Work required:
Keep to one stretch of the data below, the lines from the one with "point | one per instance, a dot on the boy's blond" up to and including the one with "point | one per instance, a dot on the black trainer", and return that stretch exactly.

(Data records)
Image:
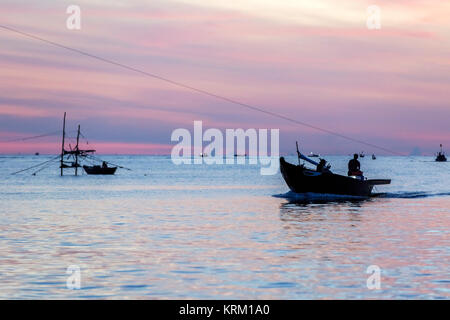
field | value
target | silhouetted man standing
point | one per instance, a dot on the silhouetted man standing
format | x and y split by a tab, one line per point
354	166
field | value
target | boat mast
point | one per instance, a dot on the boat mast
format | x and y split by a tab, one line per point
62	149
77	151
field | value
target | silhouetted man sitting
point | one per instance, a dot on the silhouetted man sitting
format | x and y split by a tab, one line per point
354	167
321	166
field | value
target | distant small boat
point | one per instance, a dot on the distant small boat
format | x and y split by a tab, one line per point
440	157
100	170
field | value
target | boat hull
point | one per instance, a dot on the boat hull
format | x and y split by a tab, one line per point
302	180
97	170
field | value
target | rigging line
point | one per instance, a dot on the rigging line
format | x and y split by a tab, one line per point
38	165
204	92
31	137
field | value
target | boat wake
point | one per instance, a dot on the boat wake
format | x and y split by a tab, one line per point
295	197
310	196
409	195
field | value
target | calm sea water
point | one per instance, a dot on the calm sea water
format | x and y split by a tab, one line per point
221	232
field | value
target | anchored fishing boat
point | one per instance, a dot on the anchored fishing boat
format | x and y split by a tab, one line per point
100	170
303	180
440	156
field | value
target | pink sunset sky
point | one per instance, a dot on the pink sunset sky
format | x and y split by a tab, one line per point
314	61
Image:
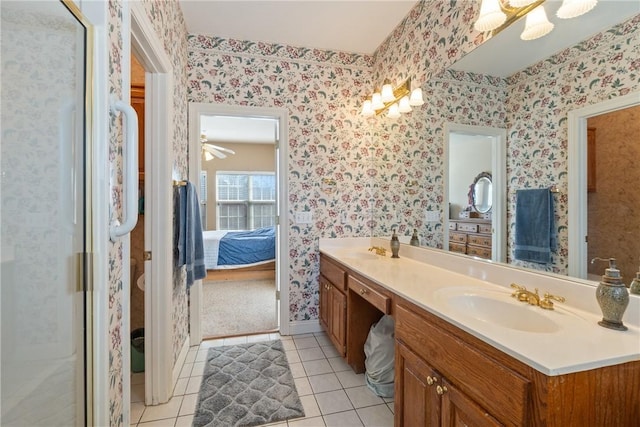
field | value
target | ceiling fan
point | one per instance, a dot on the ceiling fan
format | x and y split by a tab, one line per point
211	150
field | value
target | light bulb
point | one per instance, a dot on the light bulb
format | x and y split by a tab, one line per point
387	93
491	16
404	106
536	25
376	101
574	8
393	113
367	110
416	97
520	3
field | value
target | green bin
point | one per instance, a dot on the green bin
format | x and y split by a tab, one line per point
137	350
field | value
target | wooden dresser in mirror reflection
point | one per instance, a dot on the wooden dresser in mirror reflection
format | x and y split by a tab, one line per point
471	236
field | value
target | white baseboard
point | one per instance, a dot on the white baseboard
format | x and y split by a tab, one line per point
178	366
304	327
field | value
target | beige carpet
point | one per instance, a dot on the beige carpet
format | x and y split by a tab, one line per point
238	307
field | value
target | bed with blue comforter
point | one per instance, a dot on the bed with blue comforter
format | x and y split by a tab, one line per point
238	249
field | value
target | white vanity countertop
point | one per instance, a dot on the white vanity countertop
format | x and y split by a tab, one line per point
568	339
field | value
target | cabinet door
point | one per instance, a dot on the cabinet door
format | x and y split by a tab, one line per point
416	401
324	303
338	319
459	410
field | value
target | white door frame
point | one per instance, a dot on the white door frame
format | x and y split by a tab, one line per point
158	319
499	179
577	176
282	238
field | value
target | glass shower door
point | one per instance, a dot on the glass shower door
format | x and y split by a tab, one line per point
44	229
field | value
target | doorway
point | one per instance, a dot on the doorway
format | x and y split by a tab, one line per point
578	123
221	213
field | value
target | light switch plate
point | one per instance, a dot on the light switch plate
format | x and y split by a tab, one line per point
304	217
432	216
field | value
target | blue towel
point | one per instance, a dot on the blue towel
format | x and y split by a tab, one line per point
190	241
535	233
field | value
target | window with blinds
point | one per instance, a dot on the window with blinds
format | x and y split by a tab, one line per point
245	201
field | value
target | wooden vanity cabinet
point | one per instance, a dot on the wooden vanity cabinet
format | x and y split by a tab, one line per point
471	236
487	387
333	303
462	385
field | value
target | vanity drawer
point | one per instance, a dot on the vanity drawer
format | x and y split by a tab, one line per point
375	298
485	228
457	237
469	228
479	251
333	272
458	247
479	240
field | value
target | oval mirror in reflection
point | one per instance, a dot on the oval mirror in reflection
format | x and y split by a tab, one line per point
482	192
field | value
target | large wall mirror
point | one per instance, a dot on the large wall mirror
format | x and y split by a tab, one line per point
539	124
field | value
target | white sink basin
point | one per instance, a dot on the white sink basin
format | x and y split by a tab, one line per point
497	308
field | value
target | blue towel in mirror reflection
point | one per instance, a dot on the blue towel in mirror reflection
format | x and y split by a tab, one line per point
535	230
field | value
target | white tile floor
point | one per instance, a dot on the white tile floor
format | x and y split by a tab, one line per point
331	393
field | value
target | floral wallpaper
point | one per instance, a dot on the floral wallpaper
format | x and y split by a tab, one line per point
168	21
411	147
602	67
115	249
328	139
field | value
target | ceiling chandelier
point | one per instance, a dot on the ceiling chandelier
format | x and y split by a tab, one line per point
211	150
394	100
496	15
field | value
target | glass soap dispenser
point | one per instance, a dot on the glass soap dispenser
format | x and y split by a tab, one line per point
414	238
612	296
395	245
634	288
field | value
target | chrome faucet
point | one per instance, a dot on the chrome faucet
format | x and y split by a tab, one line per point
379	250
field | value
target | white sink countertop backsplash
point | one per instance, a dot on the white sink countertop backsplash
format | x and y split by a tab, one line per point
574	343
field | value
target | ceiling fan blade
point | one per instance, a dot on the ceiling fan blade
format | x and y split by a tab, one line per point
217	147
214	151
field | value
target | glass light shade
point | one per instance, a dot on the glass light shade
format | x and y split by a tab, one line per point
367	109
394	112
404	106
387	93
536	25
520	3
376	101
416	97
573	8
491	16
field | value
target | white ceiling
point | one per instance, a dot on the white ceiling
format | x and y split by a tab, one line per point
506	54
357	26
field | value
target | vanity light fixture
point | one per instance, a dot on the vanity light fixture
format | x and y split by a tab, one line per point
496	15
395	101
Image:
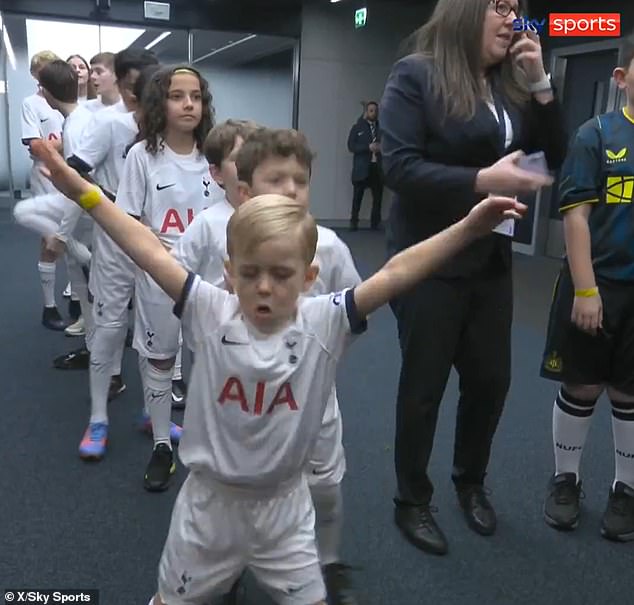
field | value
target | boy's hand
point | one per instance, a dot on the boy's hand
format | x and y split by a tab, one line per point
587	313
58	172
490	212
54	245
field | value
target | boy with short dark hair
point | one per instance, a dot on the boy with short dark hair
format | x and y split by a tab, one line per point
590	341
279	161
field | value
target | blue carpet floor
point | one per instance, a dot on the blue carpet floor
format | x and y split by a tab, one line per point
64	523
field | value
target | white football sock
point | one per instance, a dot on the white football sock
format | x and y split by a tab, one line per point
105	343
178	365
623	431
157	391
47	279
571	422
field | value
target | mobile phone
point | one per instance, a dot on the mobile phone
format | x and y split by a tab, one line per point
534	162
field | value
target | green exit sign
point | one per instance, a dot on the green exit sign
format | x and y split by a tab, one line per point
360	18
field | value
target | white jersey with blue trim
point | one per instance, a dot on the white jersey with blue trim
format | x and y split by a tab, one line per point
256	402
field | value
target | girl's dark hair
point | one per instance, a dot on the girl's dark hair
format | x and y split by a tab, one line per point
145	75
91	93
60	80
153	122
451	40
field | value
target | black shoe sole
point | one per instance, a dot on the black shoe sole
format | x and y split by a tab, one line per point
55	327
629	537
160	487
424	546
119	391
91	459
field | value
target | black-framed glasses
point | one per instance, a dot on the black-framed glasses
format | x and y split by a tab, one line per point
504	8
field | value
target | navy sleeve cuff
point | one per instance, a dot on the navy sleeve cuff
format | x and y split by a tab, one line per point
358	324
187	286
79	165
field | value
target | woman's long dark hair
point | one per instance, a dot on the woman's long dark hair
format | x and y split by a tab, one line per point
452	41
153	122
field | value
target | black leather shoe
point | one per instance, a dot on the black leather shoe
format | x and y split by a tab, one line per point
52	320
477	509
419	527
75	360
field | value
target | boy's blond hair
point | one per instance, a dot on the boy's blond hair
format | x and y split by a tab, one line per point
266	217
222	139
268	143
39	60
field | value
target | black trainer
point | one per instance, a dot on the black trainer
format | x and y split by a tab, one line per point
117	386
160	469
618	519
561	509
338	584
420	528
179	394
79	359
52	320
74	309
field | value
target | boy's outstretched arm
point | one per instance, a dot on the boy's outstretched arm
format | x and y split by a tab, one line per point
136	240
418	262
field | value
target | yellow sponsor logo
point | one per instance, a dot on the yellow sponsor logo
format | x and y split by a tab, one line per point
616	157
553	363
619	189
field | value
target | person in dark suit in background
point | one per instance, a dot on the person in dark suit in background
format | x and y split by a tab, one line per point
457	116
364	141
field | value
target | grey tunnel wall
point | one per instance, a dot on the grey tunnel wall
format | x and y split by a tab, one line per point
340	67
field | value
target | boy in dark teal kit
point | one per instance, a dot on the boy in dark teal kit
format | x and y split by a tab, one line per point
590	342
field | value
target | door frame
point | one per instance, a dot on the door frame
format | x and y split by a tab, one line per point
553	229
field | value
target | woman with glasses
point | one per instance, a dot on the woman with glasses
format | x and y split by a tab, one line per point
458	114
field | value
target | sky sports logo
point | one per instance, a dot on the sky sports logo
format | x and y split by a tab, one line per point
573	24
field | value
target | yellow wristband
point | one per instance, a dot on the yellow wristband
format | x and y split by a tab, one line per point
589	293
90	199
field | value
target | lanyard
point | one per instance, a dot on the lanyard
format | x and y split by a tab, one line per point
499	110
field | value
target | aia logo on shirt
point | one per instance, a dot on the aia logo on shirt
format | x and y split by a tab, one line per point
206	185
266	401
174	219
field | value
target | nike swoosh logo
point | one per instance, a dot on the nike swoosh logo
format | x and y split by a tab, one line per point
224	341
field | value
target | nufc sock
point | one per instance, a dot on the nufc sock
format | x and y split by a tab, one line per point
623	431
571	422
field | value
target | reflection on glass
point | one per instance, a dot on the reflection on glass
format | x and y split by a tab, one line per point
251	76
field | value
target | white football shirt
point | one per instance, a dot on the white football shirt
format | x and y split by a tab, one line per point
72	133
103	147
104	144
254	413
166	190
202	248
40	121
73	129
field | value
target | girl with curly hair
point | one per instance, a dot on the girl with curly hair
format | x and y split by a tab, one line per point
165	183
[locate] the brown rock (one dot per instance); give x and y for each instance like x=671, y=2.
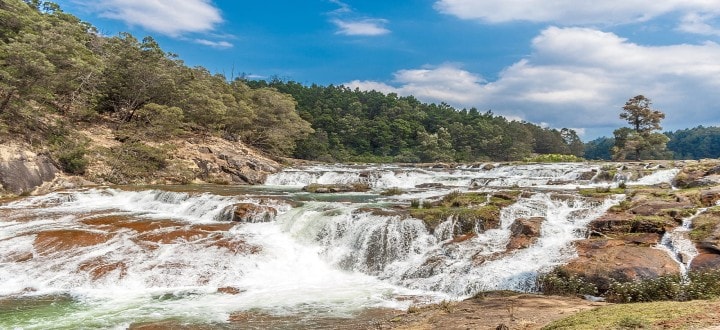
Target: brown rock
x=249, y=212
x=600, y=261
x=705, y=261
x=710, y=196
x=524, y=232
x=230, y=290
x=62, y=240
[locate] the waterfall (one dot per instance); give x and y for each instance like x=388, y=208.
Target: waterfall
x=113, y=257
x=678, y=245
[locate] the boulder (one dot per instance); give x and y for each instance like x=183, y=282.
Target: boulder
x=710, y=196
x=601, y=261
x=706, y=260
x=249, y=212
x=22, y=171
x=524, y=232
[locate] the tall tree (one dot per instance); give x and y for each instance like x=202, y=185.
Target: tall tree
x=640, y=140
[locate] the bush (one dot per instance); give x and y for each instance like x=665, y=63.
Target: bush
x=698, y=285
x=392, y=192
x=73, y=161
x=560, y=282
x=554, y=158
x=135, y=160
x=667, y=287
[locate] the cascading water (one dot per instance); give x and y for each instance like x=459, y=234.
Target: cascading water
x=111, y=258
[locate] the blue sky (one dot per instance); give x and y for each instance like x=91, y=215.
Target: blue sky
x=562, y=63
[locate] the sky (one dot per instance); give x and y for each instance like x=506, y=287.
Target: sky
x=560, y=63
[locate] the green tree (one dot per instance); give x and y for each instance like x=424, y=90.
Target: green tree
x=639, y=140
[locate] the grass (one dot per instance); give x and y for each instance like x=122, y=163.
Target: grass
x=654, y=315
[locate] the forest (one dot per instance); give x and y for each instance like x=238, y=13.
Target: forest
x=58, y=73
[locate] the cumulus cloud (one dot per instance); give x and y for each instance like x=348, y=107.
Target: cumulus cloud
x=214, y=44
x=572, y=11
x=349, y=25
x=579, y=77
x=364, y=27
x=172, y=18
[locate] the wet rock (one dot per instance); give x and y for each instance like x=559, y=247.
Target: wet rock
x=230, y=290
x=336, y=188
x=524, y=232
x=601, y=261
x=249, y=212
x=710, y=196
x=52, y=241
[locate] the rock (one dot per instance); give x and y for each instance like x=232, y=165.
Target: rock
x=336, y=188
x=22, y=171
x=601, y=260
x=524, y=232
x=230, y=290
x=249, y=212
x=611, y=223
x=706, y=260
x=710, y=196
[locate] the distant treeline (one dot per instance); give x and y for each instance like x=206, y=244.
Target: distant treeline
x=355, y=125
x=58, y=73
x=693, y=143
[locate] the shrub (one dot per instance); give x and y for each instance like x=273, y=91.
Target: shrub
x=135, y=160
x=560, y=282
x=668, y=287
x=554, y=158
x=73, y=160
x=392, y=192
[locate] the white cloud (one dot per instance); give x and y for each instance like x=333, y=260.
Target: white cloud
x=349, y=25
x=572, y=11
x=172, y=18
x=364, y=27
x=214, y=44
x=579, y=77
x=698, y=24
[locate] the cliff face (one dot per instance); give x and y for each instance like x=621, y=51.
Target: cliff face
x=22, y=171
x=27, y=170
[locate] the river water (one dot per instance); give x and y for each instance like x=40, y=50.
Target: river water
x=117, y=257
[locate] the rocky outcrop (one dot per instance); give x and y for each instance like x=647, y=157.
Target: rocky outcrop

Solution to this problem:
point | one per instance, a dot on the boy's blond hair
format | x and y split by a tab, one line per point
266	217
222	139
268	143
39	60
field | value
target | black trainer
point | one per instance, a dot on the black trainer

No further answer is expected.